%%

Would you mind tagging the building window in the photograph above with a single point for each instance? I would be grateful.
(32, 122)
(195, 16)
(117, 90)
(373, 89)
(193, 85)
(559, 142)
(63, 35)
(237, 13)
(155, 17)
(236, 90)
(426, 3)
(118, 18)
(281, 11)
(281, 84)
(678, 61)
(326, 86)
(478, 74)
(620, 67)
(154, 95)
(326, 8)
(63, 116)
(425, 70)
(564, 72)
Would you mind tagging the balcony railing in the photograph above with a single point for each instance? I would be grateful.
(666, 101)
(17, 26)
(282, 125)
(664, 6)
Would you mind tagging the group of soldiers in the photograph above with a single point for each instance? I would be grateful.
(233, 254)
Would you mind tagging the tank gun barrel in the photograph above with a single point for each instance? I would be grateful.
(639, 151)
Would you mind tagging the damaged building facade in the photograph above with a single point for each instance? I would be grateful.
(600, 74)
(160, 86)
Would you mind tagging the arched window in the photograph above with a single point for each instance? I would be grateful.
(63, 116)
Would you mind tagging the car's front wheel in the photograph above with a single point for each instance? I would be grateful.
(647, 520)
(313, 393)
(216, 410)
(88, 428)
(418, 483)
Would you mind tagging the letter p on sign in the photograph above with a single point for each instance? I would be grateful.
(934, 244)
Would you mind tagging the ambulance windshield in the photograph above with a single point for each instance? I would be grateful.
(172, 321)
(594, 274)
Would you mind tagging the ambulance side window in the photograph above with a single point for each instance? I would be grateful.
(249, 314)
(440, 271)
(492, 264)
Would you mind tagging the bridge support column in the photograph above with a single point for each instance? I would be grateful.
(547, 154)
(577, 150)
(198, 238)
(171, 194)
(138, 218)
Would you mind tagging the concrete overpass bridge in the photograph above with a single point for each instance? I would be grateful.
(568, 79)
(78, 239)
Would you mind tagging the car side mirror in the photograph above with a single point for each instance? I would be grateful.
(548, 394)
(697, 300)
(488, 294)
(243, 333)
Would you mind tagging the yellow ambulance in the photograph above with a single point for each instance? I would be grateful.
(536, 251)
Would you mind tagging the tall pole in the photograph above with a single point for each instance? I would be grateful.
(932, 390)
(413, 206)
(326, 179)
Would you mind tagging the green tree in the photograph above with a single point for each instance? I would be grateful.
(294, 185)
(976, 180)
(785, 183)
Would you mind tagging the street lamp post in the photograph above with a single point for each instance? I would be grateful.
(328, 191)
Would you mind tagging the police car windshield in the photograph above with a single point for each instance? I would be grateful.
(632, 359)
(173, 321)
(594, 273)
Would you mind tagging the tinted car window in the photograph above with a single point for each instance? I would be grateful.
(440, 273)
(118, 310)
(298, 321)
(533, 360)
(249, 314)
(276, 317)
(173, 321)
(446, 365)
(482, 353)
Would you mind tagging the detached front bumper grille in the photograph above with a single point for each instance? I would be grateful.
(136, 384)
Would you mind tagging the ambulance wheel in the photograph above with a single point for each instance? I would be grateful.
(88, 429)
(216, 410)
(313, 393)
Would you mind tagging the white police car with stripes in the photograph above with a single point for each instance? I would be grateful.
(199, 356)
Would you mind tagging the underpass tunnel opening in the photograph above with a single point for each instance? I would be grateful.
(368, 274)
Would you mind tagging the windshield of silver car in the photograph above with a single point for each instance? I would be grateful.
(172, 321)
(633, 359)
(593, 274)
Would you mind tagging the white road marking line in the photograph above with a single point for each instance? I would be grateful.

%%

WHAT THE TASK REQUIRES. Without leaving anything out, give the entries again exactly.

RESPONSE TO THIS EXERCISE.
Would you mind tagging the building window in the photograph above with a single point for each instance? I would be grateful.
(32, 122)
(195, 16)
(117, 90)
(373, 89)
(193, 85)
(559, 142)
(63, 35)
(237, 13)
(155, 17)
(236, 90)
(426, 3)
(118, 18)
(281, 11)
(281, 84)
(678, 61)
(326, 86)
(478, 74)
(620, 67)
(154, 95)
(326, 8)
(63, 116)
(425, 70)
(564, 72)
Would you mind tagging the balcony railing in the photograph above with a single point for each instance? I would be grateful.
(666, 101)
(17, 26)
(282, 125)
(664, 6)
Would you mind tagging the group of soldiers in the photograph above with a single point for each instance? I would be grateful.
(233, 254)
Would you mind tagging the tank gun barrel in the photograph above with a single point for each instance? I would be grateful.
(639, 151)
Would you mind tagging the damaged building facade in the photograph above with a single point for each instance? I would be grateful.
(600, 74)
(160, 86)
Would you mind tagging the arched window in the photograph above with a single point for each instance? I would be grateful.
(63, 116)
Would you mind tagging the car's front wheel in the photograph above with a single point for each instance? I would be grateful.
(647, 520)
(313, 393)
(216, 410)
(88, 428)
(418, 483)
Would you mind tagging the letter p on sign in the photograph above with a single point for each instance? I would be grateful.
(934, 244)
Would you mind tagging the ambulance windshield in the photograph above with a single point for each instance? I would be grateful.
(172, 321)
(594, 274)
Would you mind tagging the ambulance side window in the photograph above with a single point for each instance? I would be grateful.
(249, 314)
(440, 271)
(492, 264)
Would you mind tagging the bridge support column in the photograph above with a single point for each instance? I would be grateful.
(547, 154)
(577, 150)
(198, 238)
(171, 194)
(138, 218)
Would you mind tagging the concrete overpass bridge in the photograph above with a single point for each instance? I would be grateful.
(568, 79)
(78, 239)
Would you mind tagging the car side mirror in the photograph above with a single point for each instance? I would be grateful.
(548, 394)
(697, 300)
(488, 294)
(243, 333)
Would you mind tagging the yellow ambulance in the photograph above with a single point for each instance? I would be grateful.
(536, 251)
Would you mind tagging the tall pole in the photograph above with a single point for each instance? I would be grateful.
(932, 390)
(413, 206)
(326, 179)
Would you mind tagging the green tree in the photograph above with a single point for each instance? I would be grateful.
(294, 185)
(976, 180)
(785, 183)
Would you mind tagging the street lamp post in the photograph above with a single point for each instance? I would be grateful.
(328, 191)
Would you mind tagging the police car windshield in the photograph above with a single point for each instance? I would be grateful.
(632, 359)
(173, 321)
(594, 273)
Would you mind tagging the tinted car window in the photograph above with a single point for each instance? I would be grateful.
(440, 273)
(118, 310)
(298, 321)
(533, 360)
(249, 314)
(276, 317)
(173, 321)
(446, 365)
(482, 353)
Would you mind tagging the detached front bumper grille in the photograph above with a single point for each instance? I would be grateful.
(136, 384)
Would you mind tagging the ambulance wheel in the photograph above with a single point for each instance? I would be grateful.
(88, 429)
(216, 410)
(313, 393)
Would you mind tagging the white police car with stripes in the photograph above with a single point for each instance? I would be grateful.
(199, 356)
Would you mind tagging the underpass tunnel opening in the photograph above with a single point for each instance? I would be grateful.
(368, 274)
Would you mind tagging the windshield of silver car in the photograph above with a single point for each instance? I would be grateful.
(172, 321)
(633, 359)
(593, 274)
Would you mind tagging the white road marking line in the photograph above with a single point for each instance? I would be grateful.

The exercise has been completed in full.